Work instruction >> This exercise calls for the line with "segment --target wristwatch", the line with "segment --target team", and all lines between them in the material below, output exactly and with no other lines.

......

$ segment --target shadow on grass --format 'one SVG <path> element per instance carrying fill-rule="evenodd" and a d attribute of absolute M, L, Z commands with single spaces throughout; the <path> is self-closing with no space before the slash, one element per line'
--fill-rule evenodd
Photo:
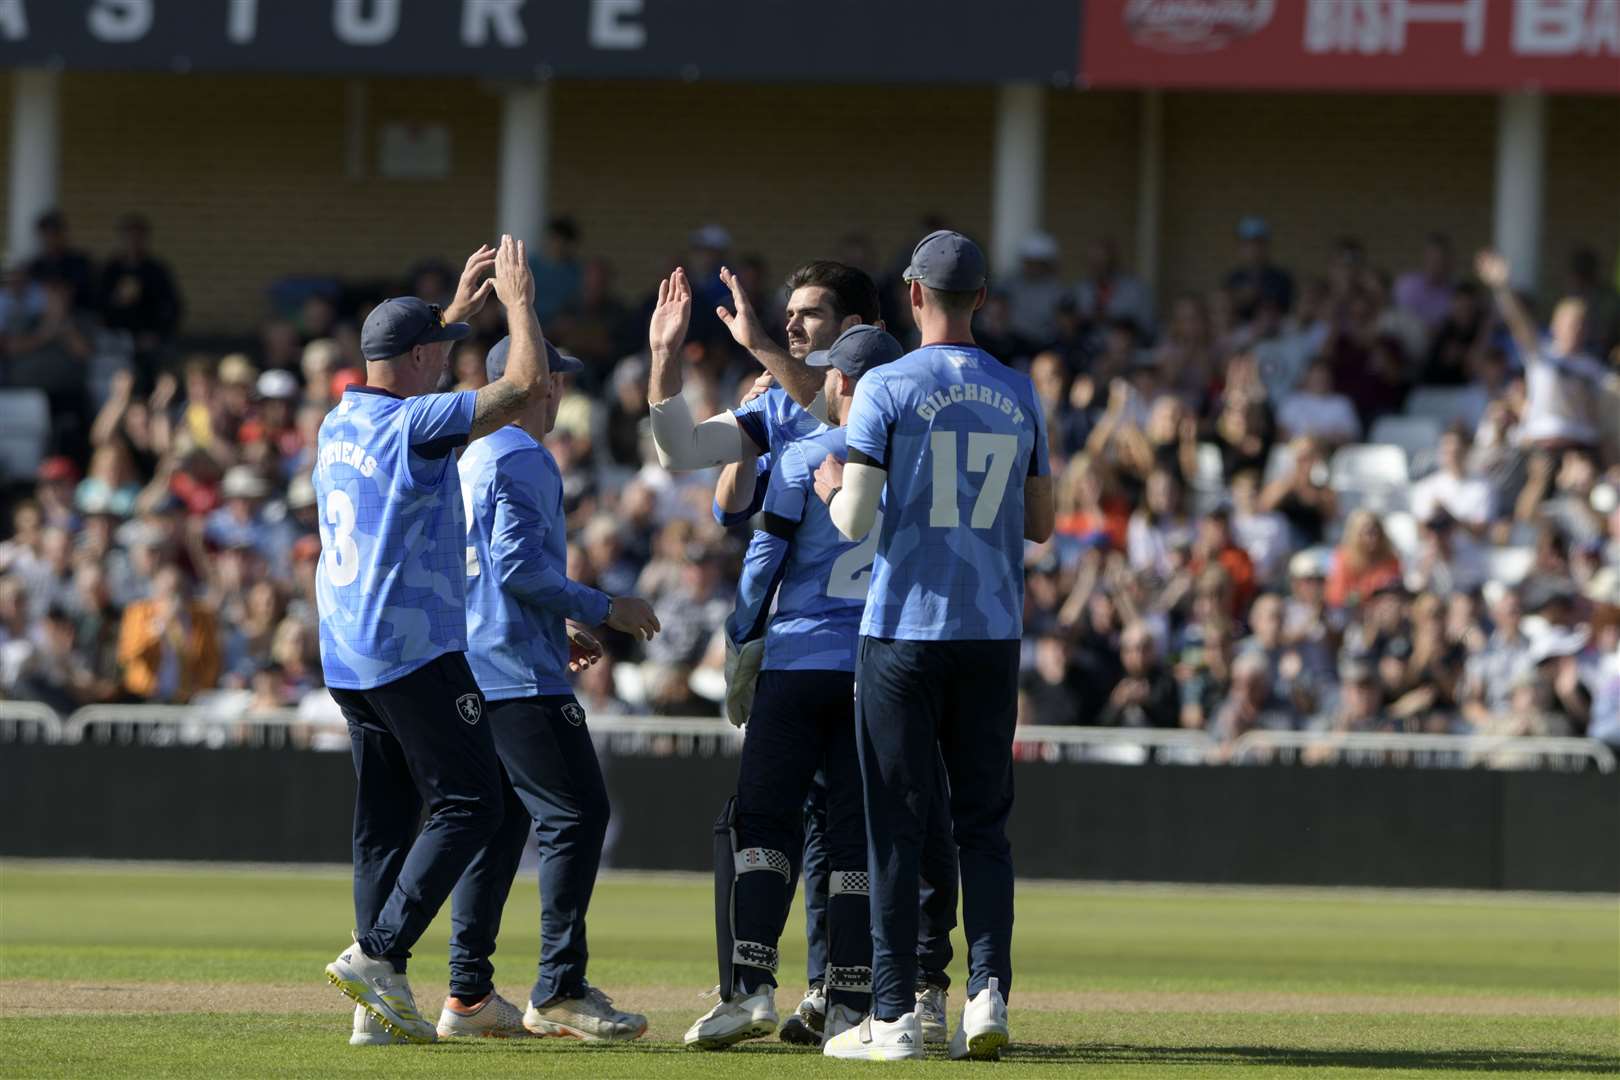
<path fill-rule="evenodd" d="M 1620 1056 L 1558 1050 L 1303 1050 L 1285 1046 L 1123 1046 L 1018 1043 L 1003 1055 L 1019 1063 L 1077 1065 L 1245 1065 L 1341 1069 L 1452 1069 L 1470 1072 L 1613 1073 Z"/>

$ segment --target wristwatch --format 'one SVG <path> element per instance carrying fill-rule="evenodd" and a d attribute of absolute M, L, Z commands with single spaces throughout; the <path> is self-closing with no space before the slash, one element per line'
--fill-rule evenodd
<path fill-rule="evenodd" d="M 842 484 L 840 484 L 839 486 L 833 488 L 831 491 L 827 492 L 827 497 L 822 500 L 822 505 L 831 506 L 832 501 L 834 499 L 838 498 L 838 493 L 840 491 L 843 491 L 843 490 L 844 490 L 844 486 Z"/>
<path fill-rule="evenodd" d="M 602 616 L 602 621 L 603 622 L 611 622 L 612 620 L 613 620 L 613 597 L 610 596 L 610 597 L 608 597 L 607 614 Z"/>

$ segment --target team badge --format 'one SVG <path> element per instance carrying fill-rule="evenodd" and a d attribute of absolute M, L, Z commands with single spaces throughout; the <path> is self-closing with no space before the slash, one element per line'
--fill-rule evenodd
<path fill-rule="evenodd" d="M 573 724 L 575 727 L 579 727 L 579 725 L 585 722 L 585 710 L 580 707 L 580 704 L 577 701 L 570 701 L 568 704 L 564 705 L 562 707 L 562 714 L 563 719 L 568 721 L 570 724 Z"/>
<path fill-rule="evenodd" d="M 456 712 L 469 724 L 476 724 L 484 716 L 484 699 L 477 694 L 462 694 L 456 698 Z"/>

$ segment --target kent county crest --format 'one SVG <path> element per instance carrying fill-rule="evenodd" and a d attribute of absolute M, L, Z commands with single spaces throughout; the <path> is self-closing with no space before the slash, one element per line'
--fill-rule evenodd
<path fill-rule="evenodd" d="M 484 715 L 484 702 L 477 694 L 462 694 L 456 698 L 456 712 L 469 724 L 476 724 Z"/>

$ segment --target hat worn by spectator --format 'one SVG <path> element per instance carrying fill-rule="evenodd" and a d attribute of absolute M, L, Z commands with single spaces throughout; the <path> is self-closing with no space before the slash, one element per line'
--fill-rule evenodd
<path fill-rule="evenodd" d="M 1325 578 L 1333 553 L 1326 548 L 1306 548 L 1288 560 L 1288 576 L 1296 578 Z"/>
<path fill-rule="evenodd" d="M 880 327 L 861 324 L 838 335 L 832 345 L 817 349 L 804 358 L 806 367 L 834 367 L 851 379 L 859 379 L 875 367 L 900 359 L 905 346 Z"/>
<path fill-rule="evenodd" d="M 307 476 L 295 476 L 287 485 L 287 508 L 302 510 L 315 505 L 315 485 Z"/>
<path fill-rule="evenodd" d="M 219 493 L 227 499 L 263 499 L 270 494 L 270 485 L 251 465 L 232 465 L 225 470 Z"/>
<path fill-rule="evenodd" d="M 984 252 L 950 229 L 937 229 L 917 242 L 903 275 L 941 292 L 975 292 L 986 280 Z"/>
<path fill-rule="evenodd" d="M 367 360 L 392 360 L 418 345 L 460 341 L 472 333 L 464 322 L 447 323 L 438 304 L 414 296 L 396 296 L 371 309 L 360 328 L 360 355 Z"/>
<path fill-rule="evenodd" d="M 293 543 L 293 562 L 310 562 L 321 557 L 321 538 L 318 536 L 300 536 Z"/>
<path fill-rule="evenodd" d="M 1271 225 L 1258 214 L 1249 214 L 1238 222 L 1239 240 L 1266 240 L 1271 236 Z"/>
<path fill-rule="evenodd" d="M 1057 262 L 1058 242 L 1051 233 L 1030 233 L 1018 245 L 1018 257 L 1029 262 Z"/>
<path fill-rule="evenodd" d="M 39 463 L 39 482 L 42 484 L 75 484 L 79 480 L 79 467 L 73 459 L 57 454 Z"/>
<path fill-rule="evenodd" d="M 489 376 L 490 382 L 506 374 L 506 354 L 511 348 L 512 338 L 507 336 L 497 341 L 495 347 L 485 354 L 484 374 Z M 546 342 L 546 366 L 553 375 L 578 375 L 585 370 L 585 364 L 579 357 L 559 352 L 557 346 L 549 341 Z"/>
<path fill-rule="evenodd" d="M 1342 683 L 1369 683 L 1377 678 L 1377 669 L 1365 660 L 1351 658 L 1339 665 L 1339 681 Z"/>
<path fill-rule="evenodd" d="M 254 389 L 267 401 L 293 401 L 298 397 L 298 379 L 290 371 L 271 368 L 259 376 Z"/>
<path fill-rule="evenodd" d="M 219 381 L 225 386 L 252 386 L 259 379 L 259 369 L 243 353 L 231 353 L 219 362 Z"/>

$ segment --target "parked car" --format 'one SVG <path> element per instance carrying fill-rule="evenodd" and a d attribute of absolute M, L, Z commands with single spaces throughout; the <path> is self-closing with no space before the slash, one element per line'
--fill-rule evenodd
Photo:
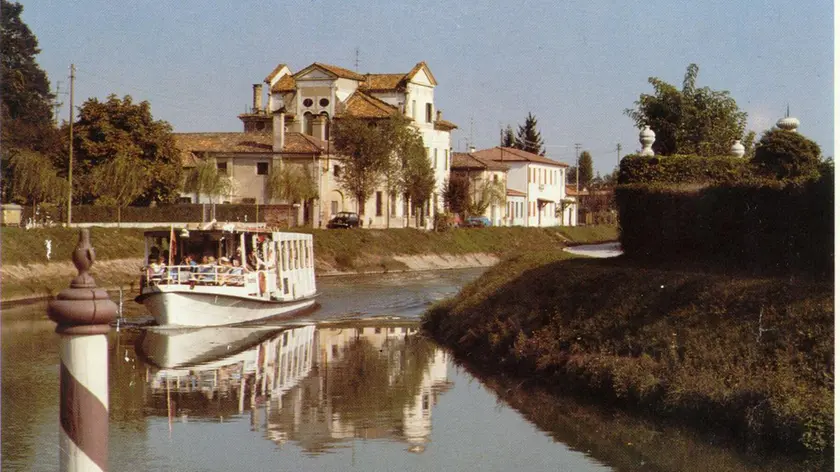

......

Solution below >>
$ segment --target wristwatch --format 'one SVG <path> element per instance carrying fill-rule="evenodd" and a d attribute of absolute M, L, Z commands with single spaces throughout; the <path> is self-closing with no space before the slash, one element per line'
--fill-rule evenodd
<path fill-rule="evenodd" d="M 842 484 L 840 484 L 839 486 L 833 488 L 831 491 L 827 492 L 827 497 L 822 500 L 822 505 L 831 506 L 832 501 L 834 499 L 838 498 L 838 493 L 840 491 L 843 491 L 843 490 L 844 490 L 844 486 Z"/>
<path fill-rule="evenodd" d="M 602 616 L 602 621 L 603 622 L 611 622 L 612 620 L 613 620 L 613 597 L 610 596 L 610 597 L 608 597 L 607 614 Z"/>

$ segment --target team badge --format 'one SVG <path> element per instance carrying fill-rule="evenodd" and a d attribute of absolute M, L, Z commands with single spaces throughout; the <path> is self-closing with no space before the slash, one element per line'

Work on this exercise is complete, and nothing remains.